** begin SUPPLIED MATERIAL **
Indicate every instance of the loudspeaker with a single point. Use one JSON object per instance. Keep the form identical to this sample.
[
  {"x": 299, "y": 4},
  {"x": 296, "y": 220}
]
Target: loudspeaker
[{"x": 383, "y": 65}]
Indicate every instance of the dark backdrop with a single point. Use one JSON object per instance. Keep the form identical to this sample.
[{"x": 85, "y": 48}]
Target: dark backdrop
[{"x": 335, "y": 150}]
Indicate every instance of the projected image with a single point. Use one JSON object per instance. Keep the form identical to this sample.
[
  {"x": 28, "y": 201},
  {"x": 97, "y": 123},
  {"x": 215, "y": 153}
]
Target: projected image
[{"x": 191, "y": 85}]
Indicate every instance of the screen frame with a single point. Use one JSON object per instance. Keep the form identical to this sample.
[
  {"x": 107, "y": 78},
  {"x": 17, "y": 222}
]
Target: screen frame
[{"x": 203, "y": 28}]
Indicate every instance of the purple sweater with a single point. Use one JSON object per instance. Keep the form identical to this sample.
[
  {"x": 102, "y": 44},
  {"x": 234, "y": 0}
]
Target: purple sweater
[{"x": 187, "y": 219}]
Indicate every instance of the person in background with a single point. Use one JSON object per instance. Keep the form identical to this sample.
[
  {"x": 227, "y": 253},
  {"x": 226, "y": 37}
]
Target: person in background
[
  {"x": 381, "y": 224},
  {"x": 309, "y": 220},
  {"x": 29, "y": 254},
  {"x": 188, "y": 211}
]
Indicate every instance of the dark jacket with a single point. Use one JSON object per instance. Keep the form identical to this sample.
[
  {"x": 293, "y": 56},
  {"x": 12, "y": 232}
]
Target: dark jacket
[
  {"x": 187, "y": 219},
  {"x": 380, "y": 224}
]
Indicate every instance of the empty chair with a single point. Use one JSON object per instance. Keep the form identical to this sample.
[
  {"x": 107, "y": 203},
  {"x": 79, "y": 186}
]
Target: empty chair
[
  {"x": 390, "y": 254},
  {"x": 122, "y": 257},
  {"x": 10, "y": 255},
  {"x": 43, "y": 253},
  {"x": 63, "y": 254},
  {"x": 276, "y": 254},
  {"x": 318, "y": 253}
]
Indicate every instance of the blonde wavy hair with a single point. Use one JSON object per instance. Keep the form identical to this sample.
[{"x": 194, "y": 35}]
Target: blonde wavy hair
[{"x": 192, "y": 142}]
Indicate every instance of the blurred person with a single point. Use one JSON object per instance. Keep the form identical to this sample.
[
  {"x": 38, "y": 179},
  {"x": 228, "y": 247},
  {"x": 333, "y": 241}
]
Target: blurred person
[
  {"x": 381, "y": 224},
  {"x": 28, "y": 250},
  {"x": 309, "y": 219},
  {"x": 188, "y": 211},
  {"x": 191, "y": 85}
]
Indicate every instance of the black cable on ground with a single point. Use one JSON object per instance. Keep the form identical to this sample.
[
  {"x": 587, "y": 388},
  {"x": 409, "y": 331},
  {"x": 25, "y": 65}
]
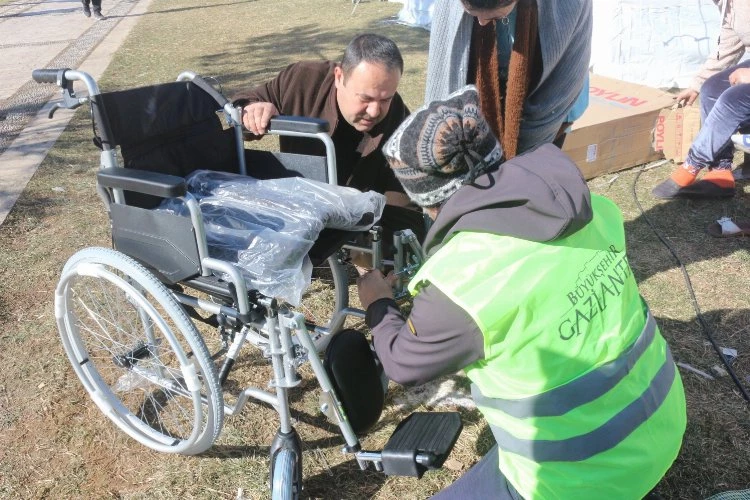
** end SUPPLIED MATERIAL **
**EXERCISE AIM:** Rewrite all of the entries above, replacing "with a single point" with "with exactly one point" and leaving everything else unchanged. Leave the pictures out.

**SOLUTION FOR THIS EXERCISE:**
Indicate every instance of the loudspeaker with exactly one point. Use one JSON object per instance. Keep the form identical to this sample.
[
  {"x": 299, "y": 4},
  {"x": 296, "y": 220}
]
Target: loudspeaker
[{"x": 383, "y": 65}]
Indicate every instance of the dark backdrop with exactly one point. Use one JSON object per instance. Keep the form identical to this sample.
[{"x": 85, "y": 48}]
Target: dark backdrop
[{"x": 335, "y": 150}]
Indicate every instance of the projected image with exactly one point. Use one JSON object per instance. Keep the form identical to this sample.
[
  {"x": 28, "y": 201},
  {"x": 97, "y": 123},
  {"x": 215, "y": 153}
]
Target: projected image
[{"x": 191, "y": 85}]
Indicate every instance of the screen frame with exactly one point. Use one JSON object per instance. Keep the form identical to this sample.
[
  {"x": 107, "y": 78},
  {"x": 17, "y": 222}
]
Target: screen frame
[{"x": 203, "y": 28}]
Indicate every instance of the purple sweater with exactly one point. Use one JSON object per instance. Keep the form identical to this sample.
[
  {"x": 102, "y": 44},
  {"x": 234, "y": 0}
]
Target: purple sweater
[{"x": 187, "y": 219}]
Indicate every instance of the person in background with exactly one point. Use one JSON object per instance. Keep the form identical to this sample.
[
  {"x": 227, "y": 253},
  {"x": 226, "y": 37}
]
Target: person in background
[
  {"x": 381, "y": 224},
  {"x": 309, "y": 220},
  {"x": 29, "y": 254},
  {"x": 188, "y": 211}
]
Indicate every instance of the dark jacket with exactly one point. Use one JSON object per instance. Keep the form identical to this sample.
[
  {"x": 293, "y": 56},
  {"x": 12, "y": 232}
]
Target: dark jacket
[
  {"x": 187, "y": 219},
  {"x": 380, "y": 224}
]
Indicate every instance of the empty chair with exactly one point. Use one JSON object per instance. Keep the form identical to this sample.
[
  {"x": 107, "y": 203},
  {"x": 79, "y": 186}
]
Target: empty chair
[
  {"x": 390, "y": 254},
  {"x": 122, "y": 257},
  {"x": 10, "y": 255},
  {"x": 43, "y": 253},
  {"x": 63, "y": 254},
  {"x": 276, "y": 254},
  {"x": 318, "y": 253}
]
Indicate every instance of the blonde wavy hair with exactly one point. Use one JSON object per instance. Keep the form identical to this sample.
[{"x": 194, "y": 35}]
Target: blonde wavy hair
[{"x": 192, "y": 142}]
Indicate every instance of the blurred person with exactly one point. Use one JSON object per instance. Keep the form identical to this sample.
[
  {"x": 38, "y": 179},
  {"x": 228, "y": 247},
  {"x": 333, "y": 241}
]
Target: blurred person
[
  {"x": 381, "y": 224},
  {"x": 28, "y": 250},
  {"x": 309, "y": 219},
  {"x": 188, "y": 211},
  {"x": 191, "y": 85}
]
Indicate every instance of the black cable on ground with exactly one point. Use one JSON object per instance. Keep the form identical to this sample.
[
  {"x": 587, "y": 388},
  {"x": 409, "y": 331},
  {"x": 25, "y": 65}
]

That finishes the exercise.